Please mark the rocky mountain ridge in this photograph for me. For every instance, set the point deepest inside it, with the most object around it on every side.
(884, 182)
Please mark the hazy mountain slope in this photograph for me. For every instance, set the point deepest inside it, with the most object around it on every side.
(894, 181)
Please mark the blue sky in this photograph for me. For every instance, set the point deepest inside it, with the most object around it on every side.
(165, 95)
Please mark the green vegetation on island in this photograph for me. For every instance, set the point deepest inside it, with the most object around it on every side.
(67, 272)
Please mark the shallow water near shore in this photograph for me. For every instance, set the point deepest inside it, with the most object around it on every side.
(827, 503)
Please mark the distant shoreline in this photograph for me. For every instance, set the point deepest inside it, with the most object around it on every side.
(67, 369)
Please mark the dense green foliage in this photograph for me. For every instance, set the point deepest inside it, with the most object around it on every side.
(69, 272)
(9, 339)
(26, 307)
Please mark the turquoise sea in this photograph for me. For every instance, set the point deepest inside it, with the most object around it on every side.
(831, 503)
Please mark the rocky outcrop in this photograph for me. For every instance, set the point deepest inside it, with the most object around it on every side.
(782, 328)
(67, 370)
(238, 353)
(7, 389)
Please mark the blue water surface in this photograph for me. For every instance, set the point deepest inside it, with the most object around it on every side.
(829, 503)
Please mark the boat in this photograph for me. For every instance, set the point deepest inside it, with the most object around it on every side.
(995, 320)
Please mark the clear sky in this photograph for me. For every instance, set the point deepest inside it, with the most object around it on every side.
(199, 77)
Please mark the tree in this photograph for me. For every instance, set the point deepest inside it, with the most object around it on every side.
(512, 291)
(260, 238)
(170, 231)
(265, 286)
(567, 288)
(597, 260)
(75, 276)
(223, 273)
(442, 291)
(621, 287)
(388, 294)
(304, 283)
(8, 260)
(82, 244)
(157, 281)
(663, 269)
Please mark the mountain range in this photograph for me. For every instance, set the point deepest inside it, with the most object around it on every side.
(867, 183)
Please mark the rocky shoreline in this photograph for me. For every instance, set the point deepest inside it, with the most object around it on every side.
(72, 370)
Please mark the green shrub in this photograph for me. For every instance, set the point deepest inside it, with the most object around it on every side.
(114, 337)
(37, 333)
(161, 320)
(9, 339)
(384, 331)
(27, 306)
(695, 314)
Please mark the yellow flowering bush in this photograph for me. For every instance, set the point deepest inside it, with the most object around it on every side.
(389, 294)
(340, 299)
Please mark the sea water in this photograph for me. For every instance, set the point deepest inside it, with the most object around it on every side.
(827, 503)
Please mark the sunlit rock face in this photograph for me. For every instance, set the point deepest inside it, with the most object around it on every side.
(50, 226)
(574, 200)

==

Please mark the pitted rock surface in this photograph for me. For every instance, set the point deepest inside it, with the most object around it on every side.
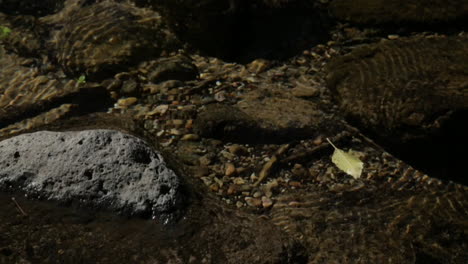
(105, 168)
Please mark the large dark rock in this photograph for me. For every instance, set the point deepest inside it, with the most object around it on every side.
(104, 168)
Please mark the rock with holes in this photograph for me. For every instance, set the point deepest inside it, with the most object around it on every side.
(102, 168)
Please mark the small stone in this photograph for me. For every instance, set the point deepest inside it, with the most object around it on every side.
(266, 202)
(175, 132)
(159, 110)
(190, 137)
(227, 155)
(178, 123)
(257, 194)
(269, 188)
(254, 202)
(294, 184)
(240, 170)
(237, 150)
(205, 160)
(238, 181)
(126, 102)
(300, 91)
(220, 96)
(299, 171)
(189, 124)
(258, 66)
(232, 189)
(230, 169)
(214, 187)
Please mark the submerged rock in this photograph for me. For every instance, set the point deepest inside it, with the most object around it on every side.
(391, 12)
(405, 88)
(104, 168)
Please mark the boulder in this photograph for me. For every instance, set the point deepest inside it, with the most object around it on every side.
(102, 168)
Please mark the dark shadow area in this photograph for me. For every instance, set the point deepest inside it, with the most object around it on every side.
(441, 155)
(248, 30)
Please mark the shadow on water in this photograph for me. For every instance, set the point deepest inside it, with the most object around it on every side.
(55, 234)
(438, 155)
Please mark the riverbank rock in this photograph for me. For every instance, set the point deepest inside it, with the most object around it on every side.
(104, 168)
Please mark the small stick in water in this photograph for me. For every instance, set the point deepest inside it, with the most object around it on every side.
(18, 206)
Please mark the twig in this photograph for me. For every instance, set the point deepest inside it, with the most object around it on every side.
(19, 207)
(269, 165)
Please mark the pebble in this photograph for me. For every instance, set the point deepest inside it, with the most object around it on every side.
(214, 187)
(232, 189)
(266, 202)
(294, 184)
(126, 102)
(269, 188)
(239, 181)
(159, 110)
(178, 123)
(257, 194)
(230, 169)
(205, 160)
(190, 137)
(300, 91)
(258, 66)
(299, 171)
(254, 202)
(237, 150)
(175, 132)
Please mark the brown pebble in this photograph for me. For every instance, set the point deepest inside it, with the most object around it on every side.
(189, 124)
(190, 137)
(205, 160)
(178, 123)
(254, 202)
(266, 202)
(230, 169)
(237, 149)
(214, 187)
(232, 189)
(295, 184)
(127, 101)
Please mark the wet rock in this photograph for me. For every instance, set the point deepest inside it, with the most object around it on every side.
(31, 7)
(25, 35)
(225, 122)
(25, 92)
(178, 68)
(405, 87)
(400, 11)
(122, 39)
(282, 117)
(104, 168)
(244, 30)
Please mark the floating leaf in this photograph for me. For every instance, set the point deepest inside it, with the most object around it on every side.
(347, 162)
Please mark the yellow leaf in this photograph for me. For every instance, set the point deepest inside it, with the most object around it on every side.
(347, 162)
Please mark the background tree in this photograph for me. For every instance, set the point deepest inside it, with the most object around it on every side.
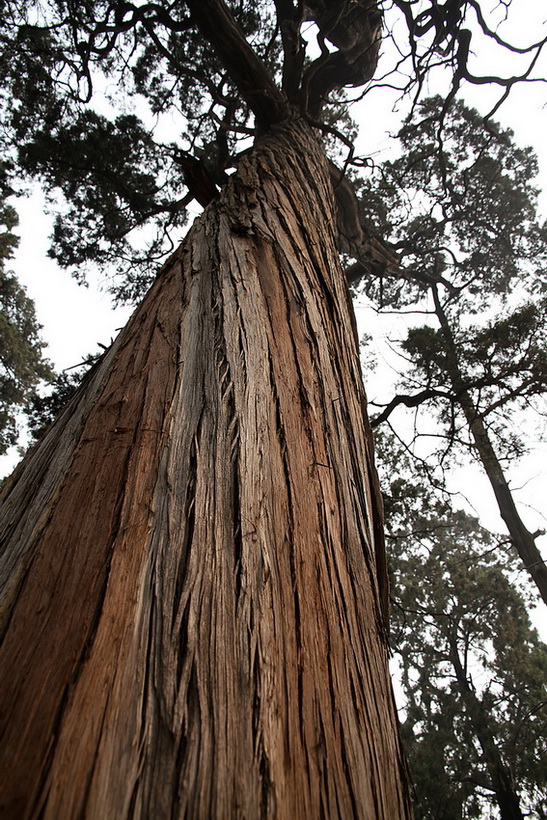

» **PROMPT**: Quote the data above from the line containing "Please mark the floating" to the line containing "Please mark the background", inclusive, and stop.

» **SOLUTION TO THE EXERCISE**:
Please mark the floating leaf in this photograph for me. For every instance, set the point deepest inside it, with the most object around it on every side.
(347, 162)
Please mark the yellow leaf in this photograph for me. For every instance, set the point deepest inside it, with the most object around it on every side.
(347, 162)
Please mark the background tree in this photograph for me. For every instance, set the point deepest inside it, with the most object around it on every side.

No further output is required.